%%
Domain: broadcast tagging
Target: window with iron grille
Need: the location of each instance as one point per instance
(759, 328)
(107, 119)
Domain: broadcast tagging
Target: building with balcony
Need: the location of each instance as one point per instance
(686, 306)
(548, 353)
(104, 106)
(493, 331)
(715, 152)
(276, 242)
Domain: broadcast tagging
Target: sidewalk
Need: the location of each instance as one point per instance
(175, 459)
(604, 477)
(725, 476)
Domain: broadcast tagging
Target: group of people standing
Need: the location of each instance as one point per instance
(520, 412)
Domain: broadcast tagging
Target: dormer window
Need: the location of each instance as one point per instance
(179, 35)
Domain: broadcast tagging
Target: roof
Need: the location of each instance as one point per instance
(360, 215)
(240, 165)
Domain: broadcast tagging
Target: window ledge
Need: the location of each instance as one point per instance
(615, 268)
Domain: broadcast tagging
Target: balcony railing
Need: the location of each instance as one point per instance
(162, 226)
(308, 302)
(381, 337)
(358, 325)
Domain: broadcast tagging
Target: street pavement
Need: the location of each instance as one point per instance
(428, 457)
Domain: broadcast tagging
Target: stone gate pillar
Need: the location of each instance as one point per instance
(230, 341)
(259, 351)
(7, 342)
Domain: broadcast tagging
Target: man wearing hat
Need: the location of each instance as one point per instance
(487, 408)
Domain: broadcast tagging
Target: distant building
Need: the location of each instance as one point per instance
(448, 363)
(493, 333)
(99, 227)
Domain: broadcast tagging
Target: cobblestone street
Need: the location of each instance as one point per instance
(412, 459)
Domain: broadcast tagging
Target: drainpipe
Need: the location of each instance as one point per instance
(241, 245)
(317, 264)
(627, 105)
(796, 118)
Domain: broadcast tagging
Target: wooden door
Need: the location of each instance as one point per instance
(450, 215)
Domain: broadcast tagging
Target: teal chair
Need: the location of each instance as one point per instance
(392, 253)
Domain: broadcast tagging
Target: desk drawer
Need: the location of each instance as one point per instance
%%
▶ **Short exercise**
Write out every record shown above, word for word.

▶ **Solution to this problem**
Domain: broadcast tagging
Target: window with iron grille
Need: the location of each instance as one point per instance
(759, 328)
(107, 119)
Domain: broadcast tagging
Target: building with balcony
Need: the location of each instance as one point per instance
(686, 306)
(548, 353)
(104, 106)
(493, 331)
(715, 152)
(276, 242)
Domain: broadcast tagging
Target: sidewalk
Need: the location of each instance as one point per instance
(175, 459)
(604, 477)
(725, 476)
Domain: broadcast tagging
Target: group of people standing
Need: the location of each instance as one point per instance
(520, 412)
Domain: broadcast tagging
Target: dormer window
Need: the location of each instance as one point per instance
(179, 35)
Domain: broadcast tagging
Target: roof
Need: the location of each instance as one point per instance
(360, 215)
(240, 165)
Domain: broadcast tagging
Target: window ledge
Need: the location of each instance as one point per instance
(615, 268)
Domain: broadcast tagging
Target: balcony railing
Need: the location of each instance as one point per instance
(162, 226)
(308, 302)
(381, 337)
(358, 325)
Domain: broadcast tagging
Target: street pavement
Need: the location of each instance as one point per instance
(428, 457)
Domain: broadcast tagging
Target: stone gate pillar
Need: the location of each instance as one point per instance
(230, 341)
(259, 351)
(7, 342)
Domain: broadcast tagging
Target: man wearing hat
Need: the location of each instance as one point per instance
(487, 408)
Domain: broadcast tagging
Target: distant building
Need: the location of each instance as one point per instance
(448, 363)
(493, 333)
(99, 227)
Domain: broadcast tagging
Target: cobblestone street
Need: the location of each instance as one point per instance
(412, 459)
Domain: broadcast tagging
Target: drainpipe
Need: the location of each instance as one point per instance
(241, 245)
(317, 264)
(627, 105)
(796, 118)
Domain: broadcast tagging
Target: wooden door
Need: the location of each instance as one point per instance
(450, 215)
Domain: broadcast tagging
Target: teal chair
Need: the location of each instance as one point per instance
(392, 253)
Domain: broadcast tagging
Target: desk drawer
Need: the location of each instance as one point per instance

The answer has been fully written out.